The Blessed Virgin warned that, if her requests went unheeded, World War II would break out and Communism would spread its errors throughout the world, provoking wars and persecutions of the Church. Finally, she promised divine forgiveness and the triumph of her Immaculate Heart, which would be followed by Russia’s consecration and conversion.

 

Sister Lucia writes: “You have seen hell where the souls of poor sinners go. To save them, God wishes to establish in the world devotion to my Immaculate Heart. If what I say to you is done, many souls will be saved and there will be peace. The war [World War I] is going to end: but if people do not cease offending God, a worse one will break out during the Pontificate of Pius XI [World War II]. When you see a night illumined by an unknown light, know that this is the great sign given you by God that He is about to punish the world for its crimes, by means of war, famine, and persecutions of the Church and of the Holy Father. To prevent this [World War II], I shall come to ask for the consecration of Russia to my Immaculate Heart, and the Communion of reparation on the First Saturdays. If my requests are heeded, Russia will be converted, and there will be peace; if not, she will spread her errors throughout the world [Communism], causing wars and persecutions of the Church. The good will be martyred; the Holy Father will have much to suffer; various nations will be annihilated. In the end, my Immaculate Heart will triumph. The Holy Father will consecrate Russia to me, and she shall be converted, and a period of peace will be granted to the world. In Portugal, the dogma of the faith will always be preserved, etc. ...” (Words in brackets are ours)

§ **Your goal**:
Write out the passage on the Blessed Virgin's warnings again, beginning at the words "The Blessed Virgin" and stopping after "consecration and conversion.", and replace "promised" with "pledged" wherever it occurs.

§ **Data**:
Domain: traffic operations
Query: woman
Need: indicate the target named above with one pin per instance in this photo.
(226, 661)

§ **Answer to this problem**:
The Blessed Virgin warned that, if her requests went unheeded, World War II would break out and Communism would spread its errors throughout the world, provoking wars and persecutions of the Church. Finally, she pledged divine forgiveness and the triumph of her Immaculate Heart, which would be followed by Russia’s consecration and conversion.